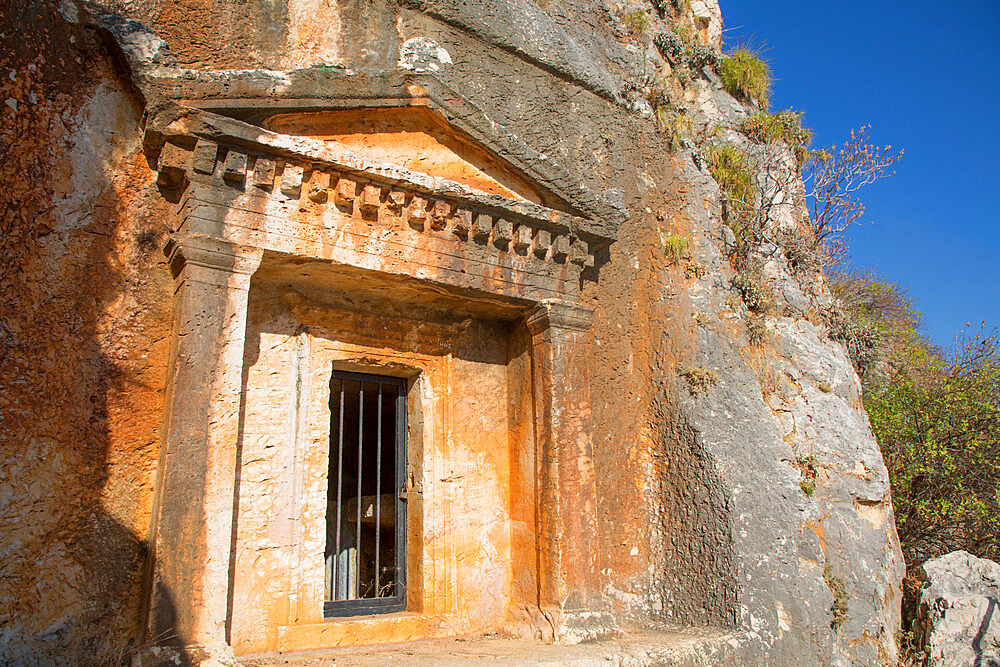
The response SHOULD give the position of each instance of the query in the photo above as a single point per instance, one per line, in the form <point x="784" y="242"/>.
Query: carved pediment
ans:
<point x="416" y="140"/>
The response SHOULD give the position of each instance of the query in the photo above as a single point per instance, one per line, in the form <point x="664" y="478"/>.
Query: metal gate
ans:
<point x="366" y="501"/>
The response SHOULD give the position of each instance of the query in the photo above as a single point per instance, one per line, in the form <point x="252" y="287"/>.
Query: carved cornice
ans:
<point x="237" y="157"/>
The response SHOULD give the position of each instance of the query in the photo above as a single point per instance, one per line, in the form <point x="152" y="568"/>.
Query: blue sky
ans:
<point x="926" y="76"/>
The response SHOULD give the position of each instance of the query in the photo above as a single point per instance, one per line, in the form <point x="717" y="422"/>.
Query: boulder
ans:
<point x="958" y="618"/>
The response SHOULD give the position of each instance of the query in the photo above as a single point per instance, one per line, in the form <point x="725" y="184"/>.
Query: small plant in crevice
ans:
<point x="685" y="53"/>
<point x="806" y="466"/>
<point x="728" y="165"/>
<point x="782" y="126"/>
<point x="840" y="602"/>
<point x="637" y="23"/>
<point x="746" y="76"/>
<point x="756" y="290"/>
<point x="675" y="245"/>
<point x="677" y="128"/>
<point x="699" y="380"/>
<point x="756" y="330"/>
<point x="805" y="256"/>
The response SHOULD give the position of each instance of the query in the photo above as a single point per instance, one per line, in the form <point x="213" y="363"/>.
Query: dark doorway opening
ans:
<point x="366" y="498"/>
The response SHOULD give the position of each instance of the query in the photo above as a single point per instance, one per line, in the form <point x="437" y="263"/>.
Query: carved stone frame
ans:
<point x="239" y="191"/>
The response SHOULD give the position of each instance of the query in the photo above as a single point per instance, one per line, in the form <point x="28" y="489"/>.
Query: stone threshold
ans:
<point x="634" y="648"/>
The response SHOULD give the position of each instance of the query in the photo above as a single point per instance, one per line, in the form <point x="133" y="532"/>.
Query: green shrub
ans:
<point x="676" y="126"/>
<point x="728" y="166"/>
<point x="757" y="292"/>
<point x="747" y="77"/>
<point x="936" y="417"/>
<point x="783" y="126"/>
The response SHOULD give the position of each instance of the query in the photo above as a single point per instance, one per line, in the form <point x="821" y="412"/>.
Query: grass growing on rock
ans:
<point x="747" y="77"/>
<point x="839" y="590"/>
<point x="782" y="126"/>
<point x="728" y="165"/>
<point x="675" y="245"/>
<point x="699" y="380"/>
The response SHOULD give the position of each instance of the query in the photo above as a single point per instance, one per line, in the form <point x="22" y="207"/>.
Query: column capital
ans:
<point x="552" y="314"/>
<point x="209" y="252"/>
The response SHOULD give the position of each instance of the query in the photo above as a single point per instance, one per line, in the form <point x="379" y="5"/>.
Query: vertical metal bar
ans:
<point x="378" y="488"/>
<point x="357" y="539"/>
<point x="340" y="485"/>
<point x="400" y="518"/>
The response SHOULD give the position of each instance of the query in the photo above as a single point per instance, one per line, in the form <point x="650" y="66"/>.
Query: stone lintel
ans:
<point x="559" y="315"/>
<point x="214" y="255"/>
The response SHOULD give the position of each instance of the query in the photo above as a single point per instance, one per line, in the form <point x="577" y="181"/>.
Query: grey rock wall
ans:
<point x="958" y="619"/>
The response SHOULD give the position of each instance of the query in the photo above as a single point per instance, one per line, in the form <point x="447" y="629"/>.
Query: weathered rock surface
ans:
<point x="958" y="620"/>
<point x="703" y="518"/>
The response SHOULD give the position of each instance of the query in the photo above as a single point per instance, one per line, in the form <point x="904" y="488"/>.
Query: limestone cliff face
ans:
<point x="703" y="521"/>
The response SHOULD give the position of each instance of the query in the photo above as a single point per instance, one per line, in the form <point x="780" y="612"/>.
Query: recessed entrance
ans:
<point x="366" y="500"/>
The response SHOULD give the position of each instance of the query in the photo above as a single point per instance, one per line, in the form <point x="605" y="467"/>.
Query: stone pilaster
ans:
<point x="193" y="515"/>
<point x="569" y="567"/>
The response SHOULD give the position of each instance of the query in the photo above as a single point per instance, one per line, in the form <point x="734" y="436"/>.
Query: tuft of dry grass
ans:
<point x="700" y="380"/>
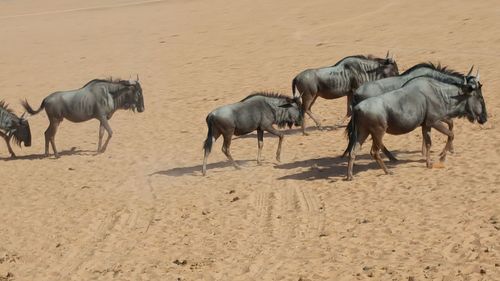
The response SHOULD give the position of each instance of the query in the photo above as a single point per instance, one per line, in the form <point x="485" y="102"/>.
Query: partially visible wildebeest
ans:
<point x="382" y="86"/>
<point x="14" y="127"/>
<point x="422" y="102"/>
<point x="340" y="80"/>
<point x="259" y="111"/>
<point x="98" y="99"/>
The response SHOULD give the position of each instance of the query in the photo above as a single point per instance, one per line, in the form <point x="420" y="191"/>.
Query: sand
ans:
<point x="142" y="210"/>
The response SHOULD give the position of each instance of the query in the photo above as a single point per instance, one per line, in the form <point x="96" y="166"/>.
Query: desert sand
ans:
<point x="142" y="210"/>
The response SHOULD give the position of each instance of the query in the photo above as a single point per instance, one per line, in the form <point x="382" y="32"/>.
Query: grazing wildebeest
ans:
<point x="98" y="99"/>
<point x="340" y="80"/>
<point x="259" y="111"/>
<point x="15" y="127"/>
<point x="422" y="102"/>
<point x="379" y="87"/>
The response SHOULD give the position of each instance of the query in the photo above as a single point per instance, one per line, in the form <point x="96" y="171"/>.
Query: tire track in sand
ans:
<point x="286" y="216"/>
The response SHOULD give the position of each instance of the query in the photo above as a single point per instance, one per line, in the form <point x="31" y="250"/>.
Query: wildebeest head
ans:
<point x="135" y="99"/>
<point x="475" y="105"/>
<point x="293" y="114"/>
<point x="389" y="66"/>
<point x="21" y="132"/>
<point x="386" y="67"/>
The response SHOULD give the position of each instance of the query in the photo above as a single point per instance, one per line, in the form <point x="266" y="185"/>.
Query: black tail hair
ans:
<point x="294" y="82"/>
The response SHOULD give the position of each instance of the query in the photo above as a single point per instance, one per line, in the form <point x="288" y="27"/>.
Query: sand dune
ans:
<point x="142" y="210"/>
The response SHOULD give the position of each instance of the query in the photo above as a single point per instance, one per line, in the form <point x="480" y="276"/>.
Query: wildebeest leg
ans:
<point x="389" y="154"/>
<point x="7" y="140"/>
<point x="349" y="110"/>
<point x="361" y="137"/>
<point x="260" y="140"/>
<point x="226" y="149"/>
<point x="449" y="142"/>
<point x="105" y="124"/>
<point x="426" y="135"/>
<point x="442" y="129"/>
<point x="307" y="102"/>
<point x="377" y="144"/>
<point x="50" y="134"/>
<point x="280" y="136"/>
<point x="215" y="136"/>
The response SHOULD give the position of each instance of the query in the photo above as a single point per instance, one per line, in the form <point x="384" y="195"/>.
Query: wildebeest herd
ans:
<point x="379" y="100"/>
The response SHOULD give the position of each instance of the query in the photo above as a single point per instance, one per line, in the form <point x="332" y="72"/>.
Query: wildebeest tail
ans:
<point x="351" y="134"/>
<point x="30" y="110"/>
<point x="294" y="82"/>
<point x="207" y="146"/>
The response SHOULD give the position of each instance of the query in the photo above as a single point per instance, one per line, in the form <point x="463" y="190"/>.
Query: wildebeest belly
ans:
<point x="331" y="94"/>
<point x="403" y="123"/>
<point x="243" y="131"/>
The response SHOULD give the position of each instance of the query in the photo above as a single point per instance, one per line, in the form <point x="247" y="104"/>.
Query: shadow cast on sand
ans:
<point x="72" y="151"/>
<point x="294" y="131"/>
<point x="191" y="170"/>
<point x="334" y="167"/>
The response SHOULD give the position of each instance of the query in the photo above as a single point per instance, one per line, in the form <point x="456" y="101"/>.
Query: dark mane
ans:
<point x="108" y="80"/>
<point x="369" y="57"/>
<point x="269" y="95"/>
<point x="438" y="67"/>
<point x="5" y="107"/>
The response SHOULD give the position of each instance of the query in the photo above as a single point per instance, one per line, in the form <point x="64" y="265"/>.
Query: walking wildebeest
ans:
<point x="98" y="99"/>
<point x="379" y="87"/>
<point x="259" y="111"/>
<point x="15" y="127"/>
<point x="422" y="102"/>
<point x="340" y="80"/>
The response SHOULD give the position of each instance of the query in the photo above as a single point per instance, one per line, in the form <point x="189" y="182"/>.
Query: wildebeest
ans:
<point x="258" y="111"/>
<point x="13" y="127"/>
<point x="379" y="87"/>
<point x="98" y="99"/>
<point x="340" y="80"/>
<point x="422" y="102"/>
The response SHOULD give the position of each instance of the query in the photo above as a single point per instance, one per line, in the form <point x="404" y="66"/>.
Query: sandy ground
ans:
<point x="142" y="210"/>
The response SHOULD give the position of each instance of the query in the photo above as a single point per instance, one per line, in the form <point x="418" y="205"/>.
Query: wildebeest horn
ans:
<point x="470" y="71"/>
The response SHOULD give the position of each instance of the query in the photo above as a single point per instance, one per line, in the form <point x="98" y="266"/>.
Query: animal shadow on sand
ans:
<point x="191" y="170"/>
<point x="72" y="151"/>
<point x="294" y="131"/>
<point x="335" y="168"/>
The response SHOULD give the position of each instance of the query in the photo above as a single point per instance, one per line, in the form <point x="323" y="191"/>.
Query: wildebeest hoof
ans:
<point x="438" y="165"/>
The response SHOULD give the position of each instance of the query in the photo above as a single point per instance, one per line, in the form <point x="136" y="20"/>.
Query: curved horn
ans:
<point x="470" y="71"/>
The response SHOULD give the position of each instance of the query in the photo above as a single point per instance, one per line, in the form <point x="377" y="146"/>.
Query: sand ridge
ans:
<point x="142" y="210"/>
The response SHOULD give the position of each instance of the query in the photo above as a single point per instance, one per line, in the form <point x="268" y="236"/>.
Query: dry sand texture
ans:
<point x="130" y="213"/>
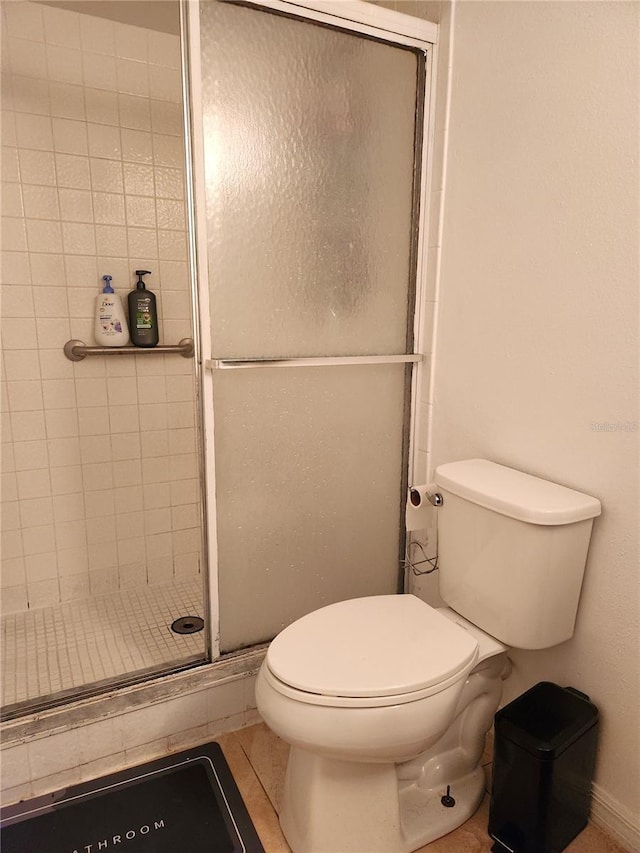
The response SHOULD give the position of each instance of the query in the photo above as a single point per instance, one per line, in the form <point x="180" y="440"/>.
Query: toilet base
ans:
<point x="332" y="806"/>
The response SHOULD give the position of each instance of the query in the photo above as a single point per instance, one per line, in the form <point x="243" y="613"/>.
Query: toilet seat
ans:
<point x="370" y="652"/>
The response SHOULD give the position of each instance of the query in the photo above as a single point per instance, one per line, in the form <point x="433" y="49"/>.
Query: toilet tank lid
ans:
<point x="383" y="645"/>
<point x="514" y="493"/>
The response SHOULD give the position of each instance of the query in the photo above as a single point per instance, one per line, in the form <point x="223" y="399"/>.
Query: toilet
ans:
<point x="385" y="701"/>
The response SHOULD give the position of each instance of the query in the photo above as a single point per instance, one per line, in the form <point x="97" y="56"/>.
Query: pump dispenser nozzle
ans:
<point x="140" y="283"/>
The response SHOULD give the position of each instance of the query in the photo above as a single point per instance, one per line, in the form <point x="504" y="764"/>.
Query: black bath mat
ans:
<point x="187" y="801"/>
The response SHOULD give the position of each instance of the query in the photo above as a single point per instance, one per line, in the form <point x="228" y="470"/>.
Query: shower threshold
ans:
<point x="79" y="648"/>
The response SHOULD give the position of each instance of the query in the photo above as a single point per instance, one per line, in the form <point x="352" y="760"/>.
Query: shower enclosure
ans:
<point x="273" y="464"/>
<point x="101" y="517"/>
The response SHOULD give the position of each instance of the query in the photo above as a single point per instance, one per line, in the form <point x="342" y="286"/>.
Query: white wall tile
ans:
<point x="67" y="101"/>
<point x="44" y="236"/>
<point x="41" y="202"/>
<point x="75" y="205"/>
<point x="97" y="34"/>
<point x="17" y="301"/>
<point x="61" y="27"/>
<point x="12" y="200"/>
<point x="15" y="267"/>
<point x="10" y="170"/>
<point x="73" y="171"/>
<point x="99" y="71"/>
<point x="14" y="233"/>
<point x="101" y="106"/>
<point x="27" y="58"/>
<point x="135" y="112"/>
<point x="106" y="175"/>
<point x="69" y="136"/>
<point x="30" y="95"/>
<point x="132" y="77"/>
<point x="37" y="167"/>
<point x="64" y="64"/>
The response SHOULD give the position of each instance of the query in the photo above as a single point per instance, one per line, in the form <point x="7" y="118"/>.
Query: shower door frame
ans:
<point x="361" y="18"/>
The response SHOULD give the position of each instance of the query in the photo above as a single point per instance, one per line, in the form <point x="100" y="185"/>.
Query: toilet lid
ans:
<point x="377" y="646"/>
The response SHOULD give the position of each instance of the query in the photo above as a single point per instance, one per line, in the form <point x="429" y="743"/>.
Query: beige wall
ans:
<point x="100" y="480"/>
<point x="537" y="332"/>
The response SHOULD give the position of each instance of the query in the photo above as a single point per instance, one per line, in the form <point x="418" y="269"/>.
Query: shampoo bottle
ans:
<point x="143" y="315"/>
<point x="110" y="329"/>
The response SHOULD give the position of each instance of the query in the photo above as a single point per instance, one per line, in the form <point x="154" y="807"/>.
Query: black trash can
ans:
<point x="543" y="762"/>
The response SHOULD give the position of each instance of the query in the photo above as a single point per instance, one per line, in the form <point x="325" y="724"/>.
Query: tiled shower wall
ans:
<point x="100" y="483"/>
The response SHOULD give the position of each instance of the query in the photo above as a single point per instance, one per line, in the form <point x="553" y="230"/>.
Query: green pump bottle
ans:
<point x="143" y="314"/>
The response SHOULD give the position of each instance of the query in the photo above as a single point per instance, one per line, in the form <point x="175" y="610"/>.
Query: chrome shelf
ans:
<point x="314" y="361"/>
<point x="78" y="350"/>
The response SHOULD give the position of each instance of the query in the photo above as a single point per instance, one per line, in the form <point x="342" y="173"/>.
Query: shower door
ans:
<point x="312" y="137"/>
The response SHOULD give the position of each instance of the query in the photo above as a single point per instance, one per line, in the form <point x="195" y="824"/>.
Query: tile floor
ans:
<point x="258" y="761"/>
<point x="78" y="643"/>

= = = =

## Your goal
Show every line in the rows above that contains the string "green", copying each line in full. Case counts, so match capital and small letters exactly.

## Reply to the exercise
Query: green shrub
Query: green pump bottle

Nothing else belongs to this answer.